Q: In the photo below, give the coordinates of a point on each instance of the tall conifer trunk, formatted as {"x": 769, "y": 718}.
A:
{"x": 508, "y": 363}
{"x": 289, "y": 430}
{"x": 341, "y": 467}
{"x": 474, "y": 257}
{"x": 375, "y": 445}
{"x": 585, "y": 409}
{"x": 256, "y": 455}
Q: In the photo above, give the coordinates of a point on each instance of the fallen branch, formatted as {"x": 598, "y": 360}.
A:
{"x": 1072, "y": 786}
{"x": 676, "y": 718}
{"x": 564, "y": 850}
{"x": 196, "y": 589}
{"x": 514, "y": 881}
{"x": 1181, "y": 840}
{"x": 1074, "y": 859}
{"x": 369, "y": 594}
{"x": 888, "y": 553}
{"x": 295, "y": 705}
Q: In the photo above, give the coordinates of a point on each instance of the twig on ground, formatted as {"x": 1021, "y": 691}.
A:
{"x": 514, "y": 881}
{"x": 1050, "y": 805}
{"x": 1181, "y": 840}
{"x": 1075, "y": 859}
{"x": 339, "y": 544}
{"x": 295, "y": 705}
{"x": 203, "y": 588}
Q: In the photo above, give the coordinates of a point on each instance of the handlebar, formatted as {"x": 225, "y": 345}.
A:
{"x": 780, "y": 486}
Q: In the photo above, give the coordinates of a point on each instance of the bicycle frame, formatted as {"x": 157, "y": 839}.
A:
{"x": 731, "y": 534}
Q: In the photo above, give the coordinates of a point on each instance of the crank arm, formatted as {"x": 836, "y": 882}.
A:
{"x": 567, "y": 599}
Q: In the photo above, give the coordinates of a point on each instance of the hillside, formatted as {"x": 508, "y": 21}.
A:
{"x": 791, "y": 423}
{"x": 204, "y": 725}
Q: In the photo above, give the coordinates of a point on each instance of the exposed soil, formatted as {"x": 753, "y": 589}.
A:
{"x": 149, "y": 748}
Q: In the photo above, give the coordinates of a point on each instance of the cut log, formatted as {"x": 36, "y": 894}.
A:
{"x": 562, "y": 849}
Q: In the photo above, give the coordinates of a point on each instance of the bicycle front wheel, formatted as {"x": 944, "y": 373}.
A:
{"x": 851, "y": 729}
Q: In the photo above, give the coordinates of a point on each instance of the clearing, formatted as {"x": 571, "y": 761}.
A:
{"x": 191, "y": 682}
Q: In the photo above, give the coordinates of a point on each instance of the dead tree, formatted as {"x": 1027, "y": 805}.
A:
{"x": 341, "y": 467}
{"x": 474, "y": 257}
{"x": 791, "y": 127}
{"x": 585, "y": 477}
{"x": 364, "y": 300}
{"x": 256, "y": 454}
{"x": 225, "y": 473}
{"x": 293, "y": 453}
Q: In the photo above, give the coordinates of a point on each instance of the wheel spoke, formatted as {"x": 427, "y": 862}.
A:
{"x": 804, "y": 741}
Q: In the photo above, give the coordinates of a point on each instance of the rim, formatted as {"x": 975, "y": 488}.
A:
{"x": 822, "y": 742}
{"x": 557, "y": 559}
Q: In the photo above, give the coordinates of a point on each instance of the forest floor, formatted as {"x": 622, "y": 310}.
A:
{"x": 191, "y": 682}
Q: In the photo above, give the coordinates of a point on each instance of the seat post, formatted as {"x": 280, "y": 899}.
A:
==*==
Reproduce all of the data above, changing every "instance" to "occurrence" and leaving the rest untouched.

#### Completed task:
Q: In the photo below, give the coordinates of a point on each occurrence of the tall conifer trunk, formatted as {"x": 769, "y": 718}.
A:
{"x": 508, "y": 363}
{"x": 289, "y": 430}
{"x": 341, "y": 467}
{"x": 474, "y": 257}
{"x": 375, "y": 445}
{"x": 585, "y": 409}
{"x": 256, "y": 455}
Q: In the photo above, give the coordinates of a point on each occurrence of the fallen branch, formatted as {"x": 598, "y": 360}.
A:
{"x": 1072, "y": 786}
{"x": 676, "y": 718}
{"x": 564, "y": 850}
{"x": 196, "y": 589}
{"x": 514, "y": 881}
{"x": 1181, "y": 840}
{"x": 1074, "y": 859}
{"x": 369, "y": 594}
{"x": 888, "y": 553}
{"x": 295, "y": 705}
Q: In the photo above, give the coordinates of a point on each occurrence of the twig on ground, formatted as {"x": 1021, "y": 691}.
A:
{"x": 514, "y": 881}
{"x": 1050, "y": 805}
{"x": 1181, "y": 840}
{"x": 1075, "y": 859}
{"x": 339, "y": 544}
{"x": 295, "y": 705}
{"x": 203, "y": 588}
Q: In the photo above, give the coordinates of a point on each occurrence of the handlebar, formatted as {"x": 225, "y": 345}.
A:
{"x": 780, "y": 486}
Q: In the photo above, give the coordinates of a point on each occurrence of the bicycle frame, formatted as {"x": 157, "y": 839}.
A:
{"x": 731, "y": 534}
Q: In the photo above, give the coordinates of a point on each occurrence of the crank arm, formatted as {"x": 836, "y": 882}.
A:
{"x": 567, "y": 599}
Q: In the photo above, give the coordinates of a point on each occurrence of the hillside, formatted as {"x": 508, "y": 21}.
A:
{"x": 791, "y": 423}
{"x": 204, "y": 725}
Q: In the photo above, give the coordinates of a point on each occurrence of the exposed soil, formatted as {"x": 753, "y": 589}.
A:
{"x": 149, "y": 748}
Q: In the photo above, give the coordinates of a point on each occurrence of the cut log, formatted as {"x": 36, "y": 894}.
A:
{"x": 562, "y": 849}
Q: In the photo above, give the coordinates of a point on each occurrence of the bicycle front wheel, formatted as {"x": 944, "y": 373}.
A:
{"x": 851, "y": 729}
Q: In the photo above, give the coordinates of a point on each occurrence of the clearing, formatted as {"x": 571, "y": 761}.
A:
{"x": 191, "y": 682}
Q: In the photo above, give the coordinates of a point on each occurrence of the dead tree, formatted as {"x": 1027, "y": 805}.
A:
{"x": 341, "y": 467}
{"x": 474, "y": 257}
{"x": 791, "y": 127}
{"x": 585, "y": 477}
{"x": 364, "y": 300}
{"x": 256, "y": 454}
{"x": 225, "y": 473}
{"x": 293, "y": 453}
Q: In the photo above, give the coordinates of a point on each occurrence of the wheel spoke, formatted as {"x": 427, "y": 862}.
A:
{"x": 804, "y": 741}
Q: In the photo above, give the coordinates of a point on each occurrence of the rim, formatted as {"x": 975, "y": 488}.
A:
{"x": 822, "y": 742}
{"x": 557, "y": 559}
Q: In the photo above, give the coordinates of a point on each occurrence of the forest floor, formatted as {"x": 622, "y": 310}.
A:
{"x": 191, "y": 682}
Q: In the photo above, give the coordinates of a point on each occurrence of the seat post, formatted as {"x": 280, "y": 899}.
A:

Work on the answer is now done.